→ **Aim of the task**
Please identify every line below that contains the word "truck" and copy each such line in full, matching case exactly.
________________
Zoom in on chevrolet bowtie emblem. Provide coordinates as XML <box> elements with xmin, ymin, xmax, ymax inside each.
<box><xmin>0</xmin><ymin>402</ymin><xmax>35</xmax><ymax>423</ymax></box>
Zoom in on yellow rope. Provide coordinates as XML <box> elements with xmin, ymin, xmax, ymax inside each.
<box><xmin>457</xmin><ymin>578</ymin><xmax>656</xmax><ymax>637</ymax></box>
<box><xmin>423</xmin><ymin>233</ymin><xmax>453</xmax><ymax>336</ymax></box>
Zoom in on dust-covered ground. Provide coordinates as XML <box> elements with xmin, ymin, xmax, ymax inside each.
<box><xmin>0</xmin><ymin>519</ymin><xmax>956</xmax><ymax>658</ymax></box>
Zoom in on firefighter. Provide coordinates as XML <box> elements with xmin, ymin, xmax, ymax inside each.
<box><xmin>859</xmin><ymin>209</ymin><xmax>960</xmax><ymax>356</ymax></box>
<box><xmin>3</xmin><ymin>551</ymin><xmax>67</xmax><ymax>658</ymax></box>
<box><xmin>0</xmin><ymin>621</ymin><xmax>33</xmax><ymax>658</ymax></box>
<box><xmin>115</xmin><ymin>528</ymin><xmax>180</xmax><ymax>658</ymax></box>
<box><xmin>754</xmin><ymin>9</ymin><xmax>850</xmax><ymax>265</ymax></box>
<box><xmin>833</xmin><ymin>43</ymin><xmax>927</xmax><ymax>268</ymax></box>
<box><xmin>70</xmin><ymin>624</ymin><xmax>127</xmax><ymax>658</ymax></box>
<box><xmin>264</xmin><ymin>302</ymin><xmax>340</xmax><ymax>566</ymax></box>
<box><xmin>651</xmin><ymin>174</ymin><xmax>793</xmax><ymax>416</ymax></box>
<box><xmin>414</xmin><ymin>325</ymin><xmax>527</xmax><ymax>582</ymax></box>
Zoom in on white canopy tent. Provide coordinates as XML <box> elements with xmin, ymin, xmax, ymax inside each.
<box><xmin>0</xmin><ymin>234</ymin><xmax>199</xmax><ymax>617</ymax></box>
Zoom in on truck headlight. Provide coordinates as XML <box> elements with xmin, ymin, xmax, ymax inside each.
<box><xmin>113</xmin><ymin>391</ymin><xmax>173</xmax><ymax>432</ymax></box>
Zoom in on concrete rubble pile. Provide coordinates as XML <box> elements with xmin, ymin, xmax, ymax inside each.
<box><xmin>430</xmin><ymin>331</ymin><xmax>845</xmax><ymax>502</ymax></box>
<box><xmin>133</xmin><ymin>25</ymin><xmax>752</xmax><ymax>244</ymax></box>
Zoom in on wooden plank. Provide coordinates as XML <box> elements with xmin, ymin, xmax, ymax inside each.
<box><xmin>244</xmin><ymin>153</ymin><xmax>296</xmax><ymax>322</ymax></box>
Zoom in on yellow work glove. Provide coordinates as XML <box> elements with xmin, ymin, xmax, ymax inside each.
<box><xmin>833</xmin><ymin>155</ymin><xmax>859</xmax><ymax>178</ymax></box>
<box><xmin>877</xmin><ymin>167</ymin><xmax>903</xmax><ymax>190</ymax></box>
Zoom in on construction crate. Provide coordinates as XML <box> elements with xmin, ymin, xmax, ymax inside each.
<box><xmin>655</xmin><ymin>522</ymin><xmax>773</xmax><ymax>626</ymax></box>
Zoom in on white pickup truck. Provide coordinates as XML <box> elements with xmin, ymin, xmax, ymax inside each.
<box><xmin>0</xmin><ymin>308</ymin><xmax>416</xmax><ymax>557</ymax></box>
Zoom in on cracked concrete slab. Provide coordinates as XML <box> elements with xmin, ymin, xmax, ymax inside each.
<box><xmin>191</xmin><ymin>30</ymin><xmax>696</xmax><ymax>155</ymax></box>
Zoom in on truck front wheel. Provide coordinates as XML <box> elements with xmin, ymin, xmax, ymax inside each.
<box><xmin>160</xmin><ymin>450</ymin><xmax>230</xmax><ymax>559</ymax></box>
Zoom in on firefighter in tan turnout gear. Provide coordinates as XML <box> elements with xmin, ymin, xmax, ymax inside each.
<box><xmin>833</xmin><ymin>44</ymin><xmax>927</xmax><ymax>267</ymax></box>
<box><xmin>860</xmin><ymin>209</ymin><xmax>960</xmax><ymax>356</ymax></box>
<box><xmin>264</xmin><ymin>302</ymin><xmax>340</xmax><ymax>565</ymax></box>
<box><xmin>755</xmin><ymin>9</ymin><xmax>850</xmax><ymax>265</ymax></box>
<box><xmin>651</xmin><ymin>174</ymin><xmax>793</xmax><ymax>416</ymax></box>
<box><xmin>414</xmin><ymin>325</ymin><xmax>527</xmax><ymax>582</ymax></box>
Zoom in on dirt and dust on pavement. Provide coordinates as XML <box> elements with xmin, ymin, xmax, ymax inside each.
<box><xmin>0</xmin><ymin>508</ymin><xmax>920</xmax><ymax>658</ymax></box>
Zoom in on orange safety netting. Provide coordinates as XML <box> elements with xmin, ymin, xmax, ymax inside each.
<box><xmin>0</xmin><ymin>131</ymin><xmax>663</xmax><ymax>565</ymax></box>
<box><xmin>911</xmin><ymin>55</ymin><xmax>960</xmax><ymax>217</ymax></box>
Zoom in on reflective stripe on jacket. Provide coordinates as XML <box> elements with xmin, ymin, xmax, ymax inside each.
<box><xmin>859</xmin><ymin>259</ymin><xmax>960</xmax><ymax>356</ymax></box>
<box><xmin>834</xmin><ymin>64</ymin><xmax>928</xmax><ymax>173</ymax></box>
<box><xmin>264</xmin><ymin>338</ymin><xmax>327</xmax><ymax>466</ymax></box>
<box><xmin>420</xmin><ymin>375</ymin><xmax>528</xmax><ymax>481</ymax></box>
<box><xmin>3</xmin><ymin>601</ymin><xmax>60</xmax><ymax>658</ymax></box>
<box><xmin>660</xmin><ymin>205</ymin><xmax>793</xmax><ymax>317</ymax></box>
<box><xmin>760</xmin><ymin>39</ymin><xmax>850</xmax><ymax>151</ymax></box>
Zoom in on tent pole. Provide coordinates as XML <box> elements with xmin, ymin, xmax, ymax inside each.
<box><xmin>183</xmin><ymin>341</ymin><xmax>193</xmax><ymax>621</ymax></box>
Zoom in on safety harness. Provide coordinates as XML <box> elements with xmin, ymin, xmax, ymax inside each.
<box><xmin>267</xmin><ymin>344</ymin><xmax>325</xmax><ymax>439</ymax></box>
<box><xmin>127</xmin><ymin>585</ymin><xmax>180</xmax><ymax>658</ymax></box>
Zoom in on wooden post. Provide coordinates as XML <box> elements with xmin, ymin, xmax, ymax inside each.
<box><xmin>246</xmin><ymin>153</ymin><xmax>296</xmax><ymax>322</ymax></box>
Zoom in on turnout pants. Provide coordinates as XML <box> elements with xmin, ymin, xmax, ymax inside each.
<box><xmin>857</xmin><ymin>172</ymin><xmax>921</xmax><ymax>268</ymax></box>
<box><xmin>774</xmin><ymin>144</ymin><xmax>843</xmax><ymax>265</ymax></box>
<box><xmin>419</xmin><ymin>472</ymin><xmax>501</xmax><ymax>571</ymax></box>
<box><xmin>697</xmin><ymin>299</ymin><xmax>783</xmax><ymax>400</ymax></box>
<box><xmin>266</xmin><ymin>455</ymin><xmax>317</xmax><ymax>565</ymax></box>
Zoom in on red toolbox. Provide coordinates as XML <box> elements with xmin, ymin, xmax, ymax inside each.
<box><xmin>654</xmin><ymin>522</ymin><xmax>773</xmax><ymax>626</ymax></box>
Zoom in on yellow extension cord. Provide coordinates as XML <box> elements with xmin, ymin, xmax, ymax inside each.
________________
→ **Reply**
Zoom in on truck headlight. Provide coordinates as XML <box> elements with xmin, ymin, xmax, ymax inside each.
Zoom in on white pickup truck. Provide coordinates as XML <box> elements with xmin, ymin, xmax, ymax inside each.
Zoom in on truck front wheel. Provide coordinates as XML <box> elements with xmin, ymin, xmax, ymax inside each.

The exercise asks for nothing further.